----- Given records
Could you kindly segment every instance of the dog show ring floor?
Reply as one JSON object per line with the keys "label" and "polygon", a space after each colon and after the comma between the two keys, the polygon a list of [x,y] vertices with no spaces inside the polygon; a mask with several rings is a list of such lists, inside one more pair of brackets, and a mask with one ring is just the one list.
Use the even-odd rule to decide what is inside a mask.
----------
----- Given records
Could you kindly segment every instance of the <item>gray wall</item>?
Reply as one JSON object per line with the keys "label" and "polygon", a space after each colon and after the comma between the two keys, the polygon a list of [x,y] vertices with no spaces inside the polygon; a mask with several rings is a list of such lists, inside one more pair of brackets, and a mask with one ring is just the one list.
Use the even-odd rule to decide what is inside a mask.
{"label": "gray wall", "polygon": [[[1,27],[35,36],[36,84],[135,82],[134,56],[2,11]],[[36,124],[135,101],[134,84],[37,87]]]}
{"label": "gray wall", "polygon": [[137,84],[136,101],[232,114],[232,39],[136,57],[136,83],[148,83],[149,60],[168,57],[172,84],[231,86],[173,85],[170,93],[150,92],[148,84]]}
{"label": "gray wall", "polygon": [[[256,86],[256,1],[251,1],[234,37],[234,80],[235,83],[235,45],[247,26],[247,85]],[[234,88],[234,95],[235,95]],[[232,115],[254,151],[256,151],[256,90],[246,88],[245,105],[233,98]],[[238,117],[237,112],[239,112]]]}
----------
----- Given records
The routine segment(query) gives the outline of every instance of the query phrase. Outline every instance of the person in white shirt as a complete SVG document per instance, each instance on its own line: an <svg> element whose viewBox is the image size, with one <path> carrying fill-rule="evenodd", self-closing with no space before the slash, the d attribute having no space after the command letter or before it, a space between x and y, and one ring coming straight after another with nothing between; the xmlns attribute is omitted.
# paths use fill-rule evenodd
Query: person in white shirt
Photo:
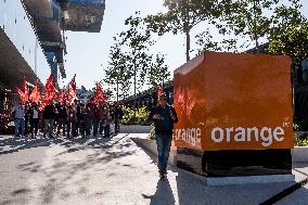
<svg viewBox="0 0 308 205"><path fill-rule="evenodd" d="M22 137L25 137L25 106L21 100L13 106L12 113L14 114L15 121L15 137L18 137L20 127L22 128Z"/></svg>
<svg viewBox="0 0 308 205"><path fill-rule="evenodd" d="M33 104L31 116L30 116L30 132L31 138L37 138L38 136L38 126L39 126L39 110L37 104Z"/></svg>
----------
What needs to be done: Begin at the line that has "The routine segment(query)" and stop after the line that has "104L31 116L30 116L30", giving those lines again with "white shirt" changed to "blue shirt" and nothing else altered. Leave the pictures out of the answer.

Result:
The routine segment(query) gives the outline of every instance of the query phrase. Outline every instance of the person in blue shirt as a complete SVG document per instance, each instance on its own line: an <svg> element whose viewBox is the image size, with one <path> carrying fill-rule="evenodd", self-closing with no space before the slash, the d attribute having no space after the command letter or before it, a space between x and y, and one ring coming straight after another with nothing between; the xmlns attribute is omitted.
# paths use fill-rule evenodd
Query: person in blue shirt
Photo:
<svg viewBox="0 0 308 205"><path fill-rule="evenodd" d="M22 137L25 137L25 106L21 100L13 106L12 113L14 114L15 121L15 137L18 137L20 127L22 128Z"/></svg>
<svg viewBox="0 0 308 205"><path fill-rule="evenodd" d="M33 104L31 116L30 116L30 132L31 138L37 138L38 136L38 126L39 126L39 110L37 104Z"/></svg>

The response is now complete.